He said extensive heritage surveys, involving traditional owners and the CSIRO, of the proposed site for the SKA had recorded the locations of archaeological and ethnographic artefacts.

“Where these are found, these are very carefully recorded and noted, and we then work with the Wajarri very carefully to make sure we come up with alternative locations,” he said.

“The SKA telescope design does allow some level of relocation.”

Mr Schinckel said 18 heritage surveys had been done to date, with more left to do.

“In terms of our commitment to protect this land, I think that’s very strong,” he said.

Mr Dann has also been contracted by the CSIRO to conduct heritage survey work across Boolardy Station.

Mr Schinckel said the CSIRO had recently provided a written commitment to traditional owners not to disturb two extremely important ethnographic sites, and he felt there would be more of these sorts of commitments in the future.

He said the land use agreement would include a range of benefits, including jobs and training for local Aboriginal people, assistance to develop businesses, a cultural awareness, art, and education program, and vocational support.

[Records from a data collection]
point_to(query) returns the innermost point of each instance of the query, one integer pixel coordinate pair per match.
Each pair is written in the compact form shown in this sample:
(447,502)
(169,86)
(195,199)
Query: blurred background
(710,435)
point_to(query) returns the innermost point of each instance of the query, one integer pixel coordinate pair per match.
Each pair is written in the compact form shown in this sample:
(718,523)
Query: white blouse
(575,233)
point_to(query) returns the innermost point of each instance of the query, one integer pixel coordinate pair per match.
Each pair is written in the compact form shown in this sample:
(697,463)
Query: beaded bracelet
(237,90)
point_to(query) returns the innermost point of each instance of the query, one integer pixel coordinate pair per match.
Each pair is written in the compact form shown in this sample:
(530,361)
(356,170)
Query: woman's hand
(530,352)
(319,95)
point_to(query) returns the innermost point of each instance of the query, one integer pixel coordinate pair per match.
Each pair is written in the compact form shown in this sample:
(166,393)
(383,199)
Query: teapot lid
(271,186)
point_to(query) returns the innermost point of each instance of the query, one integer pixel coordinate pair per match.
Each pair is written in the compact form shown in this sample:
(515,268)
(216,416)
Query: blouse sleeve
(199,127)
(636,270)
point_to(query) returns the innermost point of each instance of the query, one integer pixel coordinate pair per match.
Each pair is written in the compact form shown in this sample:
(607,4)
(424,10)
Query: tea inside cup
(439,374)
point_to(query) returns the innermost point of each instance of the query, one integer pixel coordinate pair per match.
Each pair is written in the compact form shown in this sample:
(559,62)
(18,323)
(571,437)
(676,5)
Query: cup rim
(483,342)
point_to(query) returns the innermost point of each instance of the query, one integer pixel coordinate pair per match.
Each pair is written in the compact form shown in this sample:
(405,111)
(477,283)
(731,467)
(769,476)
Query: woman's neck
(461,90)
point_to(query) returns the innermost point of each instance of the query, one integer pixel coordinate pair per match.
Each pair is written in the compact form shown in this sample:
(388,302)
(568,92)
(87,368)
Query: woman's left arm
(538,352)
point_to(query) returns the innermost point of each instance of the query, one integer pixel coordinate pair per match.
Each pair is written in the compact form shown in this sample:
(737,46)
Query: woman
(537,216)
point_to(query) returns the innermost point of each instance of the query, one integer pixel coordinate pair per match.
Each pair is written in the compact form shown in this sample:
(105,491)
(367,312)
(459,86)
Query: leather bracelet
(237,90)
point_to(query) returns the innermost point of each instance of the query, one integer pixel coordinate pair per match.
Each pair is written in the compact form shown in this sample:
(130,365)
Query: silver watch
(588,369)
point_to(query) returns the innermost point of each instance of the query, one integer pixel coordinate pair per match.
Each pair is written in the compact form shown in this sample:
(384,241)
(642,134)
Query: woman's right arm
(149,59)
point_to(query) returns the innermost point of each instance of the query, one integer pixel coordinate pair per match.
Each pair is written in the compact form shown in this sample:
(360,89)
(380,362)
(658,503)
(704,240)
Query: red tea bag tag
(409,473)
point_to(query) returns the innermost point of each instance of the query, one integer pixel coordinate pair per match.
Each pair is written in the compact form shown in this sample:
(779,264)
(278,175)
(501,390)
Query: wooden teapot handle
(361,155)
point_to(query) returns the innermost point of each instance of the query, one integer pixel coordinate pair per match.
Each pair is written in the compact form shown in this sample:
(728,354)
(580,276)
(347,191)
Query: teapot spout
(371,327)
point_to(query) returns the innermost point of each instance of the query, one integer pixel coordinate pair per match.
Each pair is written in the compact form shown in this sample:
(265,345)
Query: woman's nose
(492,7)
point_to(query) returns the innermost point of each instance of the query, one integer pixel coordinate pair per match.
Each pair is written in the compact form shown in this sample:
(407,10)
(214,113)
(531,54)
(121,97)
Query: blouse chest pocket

## What you need to do
• a. In the excerpt on the SKA heritage surveys, take the passage starting with "Mr Schinckel said 18" and going on through "in the future.", change "Boolardy Station" to "the station", and write the passage out again.
• b. Count the lines of the listing that contain the word "woman" and reply with that number alone.

## Task-by-task results
• a.
Mr Schinckel said 18 heritage surveys had been done to date, with more left to do.

“In terms of our commitment to protect this land, I think that’s very strong,” he said.

Mr Dann has also been contracted by the CSIRO to conduct heritage survey work across the station.

Mr Schinckel said the CSIRO had recently provided a written commitment to traditional owners not to disturb two extremely important ethnographic sites, and he felt there would be more of these sorts of commitments in the future.

• b. 6